*CHALLENGE A*: In the essay on repetition, what did E.B. White say?

══ EXCERPT PROVIDED ══

A neighbor of mine is taking the missionary discussions and just began reading the Book of Mormon, right along with all of us starting the new Book of Mormon Sunday School course. In our last discussion it didn’t take her long to spot some repetition.
My eyes lit up and I wanted to say, “Isn’t that cool?” So I told her, and I’ll share with you, why I think repetition is such an exciting find.*
Let’s start where we are, as English speakers and readers. Years of schooling have taught us what makes tight, snappy writing. Language Arts teachers have made us boil down book reports and edit essays until we could do it in our sleep. Redundancy is not tolerated in the written word, and is even skewered in our conversations when you hear someone say, “You’re repeating yourself.”
Shakespeare said, “Men of few words are the best men.” Mark Twain said, “I never write metropolis for seven cents when I can get the same price for city. I never write policeman when I can get the same money for cop.” And E.B. White said, “Use the smallest word that does the job.”
This is our inheritance as users of English. It’s as if we care more about saving time, paper, and ink than in the possible poetry of the writing. But the ancients from the Middle East, who laboriously carved their words into brass and gold, and who had more reason than we to be succinct, saw things differently. To them, another whole set of literary rules applied. Repetition was prized, like the beautiful chorus of a favorite song. Rhythm mattered. It showed education, rank, and the ability to communicate well. You didn’t just spill the events out crudely and quickly, like some unplanned regurgitation; you crafted it. Great thought went into the telling of every story.

═══

*CHALLENGE B*: Update the rows from the line with "For the dataset, tag each instance of the tree line" through the end of the rows, replacing "tree line" with "row of trees" and keeping everything else the same.

══ PROVIDED RECORDS ══

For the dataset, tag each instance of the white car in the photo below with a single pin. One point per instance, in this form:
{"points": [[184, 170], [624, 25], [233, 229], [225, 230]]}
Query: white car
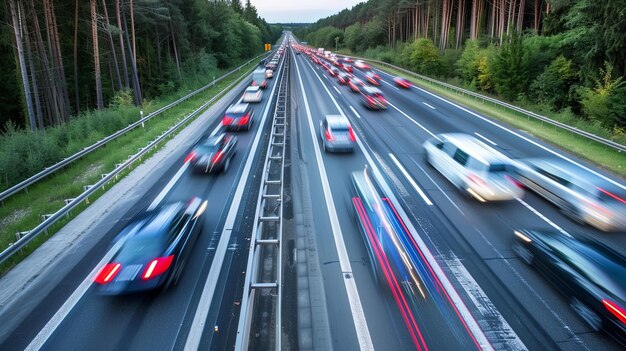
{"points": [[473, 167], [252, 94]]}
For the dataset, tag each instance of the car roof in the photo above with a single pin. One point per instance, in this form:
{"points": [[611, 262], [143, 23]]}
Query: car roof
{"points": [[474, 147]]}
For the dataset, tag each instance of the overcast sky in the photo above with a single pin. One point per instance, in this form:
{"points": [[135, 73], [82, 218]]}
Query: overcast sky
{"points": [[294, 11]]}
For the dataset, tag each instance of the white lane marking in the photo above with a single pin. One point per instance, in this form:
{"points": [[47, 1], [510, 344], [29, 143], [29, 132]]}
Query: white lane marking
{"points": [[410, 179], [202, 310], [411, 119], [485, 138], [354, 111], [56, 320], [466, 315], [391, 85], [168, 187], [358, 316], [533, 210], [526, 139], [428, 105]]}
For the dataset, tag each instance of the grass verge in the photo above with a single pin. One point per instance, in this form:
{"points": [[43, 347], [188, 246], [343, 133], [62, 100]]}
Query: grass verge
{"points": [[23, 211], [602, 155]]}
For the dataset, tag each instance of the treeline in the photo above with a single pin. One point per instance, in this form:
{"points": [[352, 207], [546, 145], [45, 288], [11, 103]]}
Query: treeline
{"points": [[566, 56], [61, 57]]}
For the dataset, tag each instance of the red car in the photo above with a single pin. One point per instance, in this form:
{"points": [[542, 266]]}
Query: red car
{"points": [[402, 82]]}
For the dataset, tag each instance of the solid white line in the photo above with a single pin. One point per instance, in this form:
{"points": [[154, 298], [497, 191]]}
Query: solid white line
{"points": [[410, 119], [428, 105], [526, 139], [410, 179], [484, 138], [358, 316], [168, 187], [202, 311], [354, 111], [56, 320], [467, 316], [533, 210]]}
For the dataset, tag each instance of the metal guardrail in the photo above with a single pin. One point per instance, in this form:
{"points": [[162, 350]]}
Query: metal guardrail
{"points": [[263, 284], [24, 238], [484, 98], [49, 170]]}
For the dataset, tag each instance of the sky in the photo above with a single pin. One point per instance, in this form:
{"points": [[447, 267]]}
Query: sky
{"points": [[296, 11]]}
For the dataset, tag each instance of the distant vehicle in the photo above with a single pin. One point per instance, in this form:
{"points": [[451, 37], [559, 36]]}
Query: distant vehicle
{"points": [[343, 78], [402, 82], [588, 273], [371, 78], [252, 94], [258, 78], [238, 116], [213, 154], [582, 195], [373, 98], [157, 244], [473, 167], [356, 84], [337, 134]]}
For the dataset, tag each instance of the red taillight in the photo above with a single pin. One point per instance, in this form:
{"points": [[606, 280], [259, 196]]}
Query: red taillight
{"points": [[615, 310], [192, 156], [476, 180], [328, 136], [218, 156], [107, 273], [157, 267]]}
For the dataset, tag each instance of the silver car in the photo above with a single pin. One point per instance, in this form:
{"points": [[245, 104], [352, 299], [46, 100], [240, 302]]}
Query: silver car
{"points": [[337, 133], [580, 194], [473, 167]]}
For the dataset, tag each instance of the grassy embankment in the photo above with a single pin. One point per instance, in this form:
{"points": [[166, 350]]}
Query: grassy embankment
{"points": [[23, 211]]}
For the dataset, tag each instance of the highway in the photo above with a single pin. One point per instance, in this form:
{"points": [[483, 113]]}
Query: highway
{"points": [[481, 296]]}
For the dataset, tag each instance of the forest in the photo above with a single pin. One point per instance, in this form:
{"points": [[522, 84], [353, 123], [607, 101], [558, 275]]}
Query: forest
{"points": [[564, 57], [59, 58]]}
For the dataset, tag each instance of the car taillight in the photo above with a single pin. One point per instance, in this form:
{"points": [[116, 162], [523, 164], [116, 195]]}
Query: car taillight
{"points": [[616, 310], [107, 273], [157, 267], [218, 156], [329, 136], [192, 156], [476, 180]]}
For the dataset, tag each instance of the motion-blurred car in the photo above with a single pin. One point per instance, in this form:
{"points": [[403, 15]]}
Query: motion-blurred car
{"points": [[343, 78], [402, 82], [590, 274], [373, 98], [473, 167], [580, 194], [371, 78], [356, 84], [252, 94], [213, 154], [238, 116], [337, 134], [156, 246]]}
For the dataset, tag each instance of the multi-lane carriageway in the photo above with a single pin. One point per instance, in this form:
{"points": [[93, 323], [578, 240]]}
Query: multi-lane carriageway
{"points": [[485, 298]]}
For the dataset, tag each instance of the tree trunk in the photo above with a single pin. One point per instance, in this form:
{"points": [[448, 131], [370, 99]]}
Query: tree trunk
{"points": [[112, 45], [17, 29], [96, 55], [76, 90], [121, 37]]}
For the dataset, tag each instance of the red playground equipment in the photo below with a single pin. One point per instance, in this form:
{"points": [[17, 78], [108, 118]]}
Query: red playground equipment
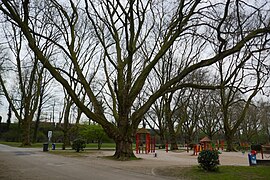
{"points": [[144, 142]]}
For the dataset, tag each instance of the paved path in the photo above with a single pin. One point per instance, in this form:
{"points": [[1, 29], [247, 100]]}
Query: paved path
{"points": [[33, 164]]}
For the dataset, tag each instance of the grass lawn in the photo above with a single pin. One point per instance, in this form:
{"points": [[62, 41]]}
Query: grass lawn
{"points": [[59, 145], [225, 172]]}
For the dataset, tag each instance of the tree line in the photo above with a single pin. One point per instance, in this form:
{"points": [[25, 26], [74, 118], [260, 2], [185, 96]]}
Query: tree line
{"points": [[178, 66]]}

═══

*EXERCISE SOLUTION A*: "Use the smallest word that does the job."

*EXERCISE SOLUTION B*:
For the dataset, tag each instance of the row of trees in the photo above with a single pin. One point per instance, in this form:
{"points": [[25, 26], [74, 118], [260, 2], [185, 96]]}
Query: row of trees
{"points": [[178, 66]]}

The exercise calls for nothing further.